• Actions to take
• 1. In the text on the Bald Mountain Stewardship Project, where will the National Forest Foundation hold its discussion about the decline of the forest?
• 2. Write out the passage from the text on the Bald Mountain Stewardship Project word for word, starting at "Dani Southard, the" and ending at "threat to Baldy.".

• Selected excerpt
The Ketchum Ranger District is embarking on an environmental analysis and planning process known as the Bald Mountain Stewardship Project to develop a project that will improve forest resiliency.

It could include any number of proposals from using herbicides to planting a wider diversity of tree species, particularly those not as susceptible to attack from insects and parasites. It could also involve stepping up efforts to control pests by a variety of means, including cutting out stands of trees.

“We don’t know at this point what we will do. There may be science out there that we don’t know about,” said Poff. “Bogus Basin ski area near Boise and Brundage Mountain near McCall are struggling with these same issues. So are Colorado resorts. And they’re using a variety of different options, including helicopter logging.”

Zach Poff wants community imput on how to improve the resiliency of the forests on Baldy.

“It’s a big problem that the Forest Service and other agencies don’t have solution to,” added Matt Filbert, fuels specialist for the Sawtooth National Forest. “We need the community to step in and help us figure it out.”

Dani Southard, the Northern Rockies program manager for the National Forest Foundation has been meeting with government, business, recreation and other community leaders to gauge their thoughts about the threat to Baldy.

Her National Forest Foundation, which facilitates projects to enhance the nation’s forests, will hold a discussion about the decline of the forest across the Wood River Valley and specifically Bald Mountain from 10:30 a.m. to 12:30 p.m. Monday, Sept. 23, at Ketchum’s Community Library.

The event will offer an overview of forest health in the Wood River Valley, as well as the history of insect and disease issues on Bald Mountain. It will look at historic and current forest management on Bald Mountain. And it will give the community a chance to offer suggestions about what should take place in the future.

For more information, contact Dani Southard at 208-720-0957 or dsouthard@nationalforests.org.

Sun Valley Company, which has a special use permit for Bald Mountain, cleared dozens of acres of trees on Bald Mountain over the past few years to reduce fuel and promote forest health. But small projects involving 20 acres at a time are at best a Band-aid, said Poff.

• Source data
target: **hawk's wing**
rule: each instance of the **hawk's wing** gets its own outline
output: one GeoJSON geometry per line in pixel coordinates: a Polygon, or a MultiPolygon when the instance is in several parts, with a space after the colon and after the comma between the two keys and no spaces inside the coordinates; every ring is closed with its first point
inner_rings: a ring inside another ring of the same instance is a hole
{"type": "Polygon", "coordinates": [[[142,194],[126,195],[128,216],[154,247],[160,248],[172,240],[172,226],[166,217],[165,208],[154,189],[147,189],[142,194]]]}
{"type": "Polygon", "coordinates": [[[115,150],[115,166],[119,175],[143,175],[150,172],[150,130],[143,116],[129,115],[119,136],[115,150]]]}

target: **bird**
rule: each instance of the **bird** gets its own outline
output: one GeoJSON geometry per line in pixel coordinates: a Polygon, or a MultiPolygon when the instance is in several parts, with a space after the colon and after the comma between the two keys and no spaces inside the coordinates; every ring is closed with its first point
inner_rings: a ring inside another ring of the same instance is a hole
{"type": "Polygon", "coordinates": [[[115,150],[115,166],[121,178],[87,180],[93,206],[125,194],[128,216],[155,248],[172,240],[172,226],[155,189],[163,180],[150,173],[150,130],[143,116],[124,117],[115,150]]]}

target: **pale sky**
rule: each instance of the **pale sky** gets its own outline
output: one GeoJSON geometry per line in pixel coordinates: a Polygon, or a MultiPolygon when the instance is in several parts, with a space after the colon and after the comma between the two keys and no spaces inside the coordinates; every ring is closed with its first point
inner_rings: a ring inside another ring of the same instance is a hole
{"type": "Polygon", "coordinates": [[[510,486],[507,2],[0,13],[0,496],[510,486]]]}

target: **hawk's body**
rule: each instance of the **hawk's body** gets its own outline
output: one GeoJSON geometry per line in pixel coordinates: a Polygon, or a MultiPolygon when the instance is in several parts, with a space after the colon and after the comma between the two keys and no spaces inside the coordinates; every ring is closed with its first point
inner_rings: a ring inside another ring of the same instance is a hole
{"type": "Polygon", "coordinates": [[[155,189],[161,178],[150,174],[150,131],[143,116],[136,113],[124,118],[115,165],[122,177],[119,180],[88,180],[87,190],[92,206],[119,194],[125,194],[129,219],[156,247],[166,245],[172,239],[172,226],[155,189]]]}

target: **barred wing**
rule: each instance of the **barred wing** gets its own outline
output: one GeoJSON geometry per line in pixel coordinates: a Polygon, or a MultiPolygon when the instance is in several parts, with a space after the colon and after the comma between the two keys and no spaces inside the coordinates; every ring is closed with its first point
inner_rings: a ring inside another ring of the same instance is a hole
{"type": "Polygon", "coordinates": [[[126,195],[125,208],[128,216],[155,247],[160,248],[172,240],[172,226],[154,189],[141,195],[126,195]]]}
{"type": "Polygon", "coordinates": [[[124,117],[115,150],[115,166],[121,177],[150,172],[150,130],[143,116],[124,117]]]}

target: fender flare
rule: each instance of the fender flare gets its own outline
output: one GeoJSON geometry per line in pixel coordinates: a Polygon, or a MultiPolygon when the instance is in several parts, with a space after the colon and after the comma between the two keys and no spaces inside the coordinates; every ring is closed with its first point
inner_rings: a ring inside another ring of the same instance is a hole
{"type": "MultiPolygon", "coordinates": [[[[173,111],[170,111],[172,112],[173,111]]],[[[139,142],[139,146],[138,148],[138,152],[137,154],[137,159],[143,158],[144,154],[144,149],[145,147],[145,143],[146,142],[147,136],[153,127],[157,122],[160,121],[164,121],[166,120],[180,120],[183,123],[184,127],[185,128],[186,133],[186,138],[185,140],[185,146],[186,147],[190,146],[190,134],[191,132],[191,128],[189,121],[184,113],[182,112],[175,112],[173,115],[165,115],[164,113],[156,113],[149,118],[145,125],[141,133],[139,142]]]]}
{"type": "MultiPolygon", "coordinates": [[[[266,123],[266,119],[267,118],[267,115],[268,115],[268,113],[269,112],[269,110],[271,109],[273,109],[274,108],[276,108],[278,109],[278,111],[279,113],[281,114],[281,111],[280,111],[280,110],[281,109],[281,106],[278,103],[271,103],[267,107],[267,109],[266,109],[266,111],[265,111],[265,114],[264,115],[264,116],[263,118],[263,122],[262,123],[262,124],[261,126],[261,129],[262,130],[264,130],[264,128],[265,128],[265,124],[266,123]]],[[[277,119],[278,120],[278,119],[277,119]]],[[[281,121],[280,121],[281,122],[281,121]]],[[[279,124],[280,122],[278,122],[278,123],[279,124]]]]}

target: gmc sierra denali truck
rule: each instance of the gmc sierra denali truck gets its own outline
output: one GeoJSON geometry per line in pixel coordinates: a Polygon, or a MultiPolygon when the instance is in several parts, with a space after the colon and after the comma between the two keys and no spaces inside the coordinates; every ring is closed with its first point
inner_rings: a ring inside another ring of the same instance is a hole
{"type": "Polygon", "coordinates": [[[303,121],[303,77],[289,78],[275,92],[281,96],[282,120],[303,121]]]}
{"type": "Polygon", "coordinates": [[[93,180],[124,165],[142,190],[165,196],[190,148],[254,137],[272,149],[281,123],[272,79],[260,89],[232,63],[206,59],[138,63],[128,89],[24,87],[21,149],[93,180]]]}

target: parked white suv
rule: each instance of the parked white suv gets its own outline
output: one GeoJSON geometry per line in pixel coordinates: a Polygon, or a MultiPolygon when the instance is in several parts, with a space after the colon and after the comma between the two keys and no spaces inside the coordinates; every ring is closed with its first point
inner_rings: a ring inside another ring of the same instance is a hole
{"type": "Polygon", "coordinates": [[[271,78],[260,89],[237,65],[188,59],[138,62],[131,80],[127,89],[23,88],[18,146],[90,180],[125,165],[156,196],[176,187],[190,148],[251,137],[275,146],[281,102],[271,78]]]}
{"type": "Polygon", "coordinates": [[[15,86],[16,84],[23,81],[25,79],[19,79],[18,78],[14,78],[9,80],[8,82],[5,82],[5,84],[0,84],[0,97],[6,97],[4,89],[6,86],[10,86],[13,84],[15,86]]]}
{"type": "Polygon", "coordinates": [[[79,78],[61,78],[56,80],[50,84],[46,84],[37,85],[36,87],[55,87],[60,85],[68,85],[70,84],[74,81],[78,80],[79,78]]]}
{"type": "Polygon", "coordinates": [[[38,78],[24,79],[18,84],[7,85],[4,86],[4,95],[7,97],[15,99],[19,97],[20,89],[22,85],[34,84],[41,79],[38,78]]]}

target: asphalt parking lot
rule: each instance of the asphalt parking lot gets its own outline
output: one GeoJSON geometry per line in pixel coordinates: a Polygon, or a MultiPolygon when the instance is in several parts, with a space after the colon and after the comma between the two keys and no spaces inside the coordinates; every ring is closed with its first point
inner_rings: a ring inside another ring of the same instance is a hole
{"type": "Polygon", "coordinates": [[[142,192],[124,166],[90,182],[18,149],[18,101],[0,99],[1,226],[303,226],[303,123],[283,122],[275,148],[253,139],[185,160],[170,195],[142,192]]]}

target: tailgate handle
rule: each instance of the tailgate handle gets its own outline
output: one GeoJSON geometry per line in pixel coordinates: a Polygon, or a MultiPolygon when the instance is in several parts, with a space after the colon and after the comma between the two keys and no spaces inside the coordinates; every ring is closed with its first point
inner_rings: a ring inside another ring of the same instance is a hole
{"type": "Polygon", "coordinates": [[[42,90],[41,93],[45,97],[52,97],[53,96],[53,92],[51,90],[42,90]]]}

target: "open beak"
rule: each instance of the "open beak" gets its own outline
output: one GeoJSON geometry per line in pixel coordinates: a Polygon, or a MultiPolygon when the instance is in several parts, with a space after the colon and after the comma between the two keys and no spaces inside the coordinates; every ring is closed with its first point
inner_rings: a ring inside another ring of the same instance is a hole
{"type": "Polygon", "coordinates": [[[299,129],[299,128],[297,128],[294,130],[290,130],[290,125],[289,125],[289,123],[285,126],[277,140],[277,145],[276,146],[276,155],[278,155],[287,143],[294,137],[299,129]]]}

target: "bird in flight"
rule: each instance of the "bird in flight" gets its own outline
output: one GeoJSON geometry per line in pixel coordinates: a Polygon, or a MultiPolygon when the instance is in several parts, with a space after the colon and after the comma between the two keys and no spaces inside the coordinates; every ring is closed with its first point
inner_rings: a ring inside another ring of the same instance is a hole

• Answers to each task
• 1. At Ketchum's Community Library.

• 2.
Dani Southard, the Northern Rockies program manager for the National Forest Foundation has been meeting with government, business, recreation and other community leaders to gauge their thoughts about the threat to Baldy.